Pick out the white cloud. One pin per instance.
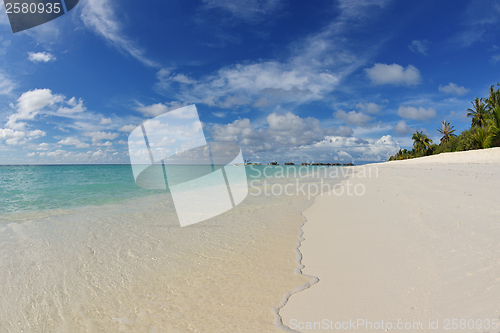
(36, 134)
(105, 121)
(452, 88)
(7, 133)
(97, 136)
(370, 108)
(6, 85)
(282, 132)
(251, 11)
(401, 129)
(127, 128)
(183, 79)
(158, 108)
(219, 114)
(353, 117)
(393, 74)
(349, 149)
(43, 146)
(29, 105)
(13, 137)
(313, 69)
(40, 57)
(419, 46)
(73, 142)
(75, 107)
(411, 112)
(99, 15)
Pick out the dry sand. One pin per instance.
(422, 245)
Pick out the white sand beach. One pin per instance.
(420, 246)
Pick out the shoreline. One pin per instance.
(374, 268)
(131, 267)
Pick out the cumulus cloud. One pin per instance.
(370, 108)
(63, 156)
(419, 46)
(401, 129)
(127, 128)
(40, 57)
(349, 149)
(183, 79)
(452, 88)
(29, 105)
(73, 142)
(313, 69)
(158, 108)
(240, 84)
(105, 121)
(6, 85)
(283, 131)
(13, 137)
(411, 112)
(393, 74)
(353, 117)
(98, 136)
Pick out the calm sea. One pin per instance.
(83, 249)
(45, 187)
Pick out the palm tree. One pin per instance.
(421, 142)
(493, 123)
(447, 131)
(478, 112)
(482, 138)
(493, 99)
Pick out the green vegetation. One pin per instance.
(483, 133)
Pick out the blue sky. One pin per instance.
(286, 80)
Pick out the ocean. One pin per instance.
(84, 249)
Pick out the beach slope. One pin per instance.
(418, 249)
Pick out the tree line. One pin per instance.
(483, 133)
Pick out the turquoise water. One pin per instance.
(35, 188)
(44, 187)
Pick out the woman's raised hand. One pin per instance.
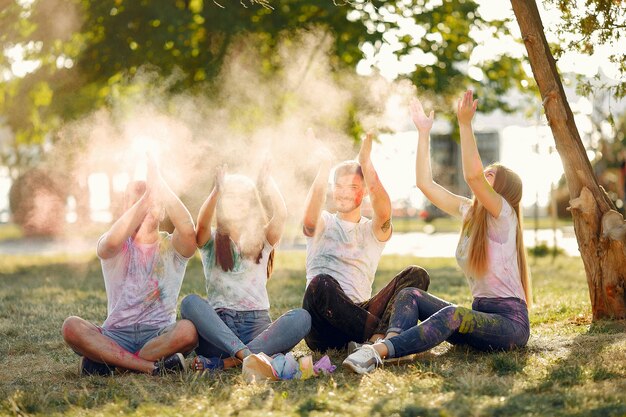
+ + + + + + +
• **Directions for this task**
Render all of the entries above as a numbered list, with no blank lines and no pictures.

• **Response**
1. Pick out the white cloud. One pin per instance.
2. (36, 134)
3. (105, 121)
4. (452, 88)
5. (7, 133)
6. (97, 136)
7. (370, 108)
8. (6, 85)
9. (282, 132)
10. (251, 11)
11. (401, 129)
12. (127, 128)
13. (183, 79)
14. (158, 108)
15. (219, 114)
16. (353, 117)
17. (393, 74)
18. (349, 149)
19. (43, 146)
20. (29, 105)
21. (13, 137)
22. (313, 69)
23. (40, 57)
24. (419, 46)
25. (73, 142)
26. (75, 107)
27. (411, 112)
28. (99, 15)
29. Pick out the dry sand. One pin per instance.
30. (422, 245)
31. Pick out the white sand beach. One pin per instance.
32. (420, 246)
33. Pick out the shoreline. One pin per instance.
34. (374, 268)
35. (131, 267)
36. Pick out the cumulus cloud. One pin per instance.
37. (370, 108)
38. (63, 156)
39. (419, 46)
40. (401, 129)
41. (127, 128)
42. (40, 57)
43. (349, 149)
44. (183, 79)
45. (452, 88)
46. (29, 105)
47. (73, 142)
48. (313, 69)
49. (158, 108)
50. (240, 84)
51. (105, 121)
52. (6, 85)
53. (283, 131)
54. (13, 137)
55. (411, 112)
56. (393, 74)
57. (353, 117)
58. (98, 136)
59. Pick out the calm sea. One pin per instance.
60. (83, 249)
61. (45, 187)
62. Pick out the palm tree. One pin per instance.
63. (421, 142)
64. (493, 123)
65. (447, 131)
66. (478, 112)
67. (482, 138)
68. (493, 99)
69. Pick out the green vegetation. One pin per instance.
70. (483, 133)
71. Pick out the blue sky. One pin per instance.
72. (286, 80)
73. Pick out the ocean. One pin per instance.
74. (84, 249)
75. Pick out the beach slope. One pin per instance.
76. (418, 249)
77. Pick out the tree line. One pin per instance.
78. (483, 133)
79. Pick out the turquoise water. One pin per instance.
80. (35, 188)
81. (44, 187)
82. Pick out the woman's raised hand. One pin per instance.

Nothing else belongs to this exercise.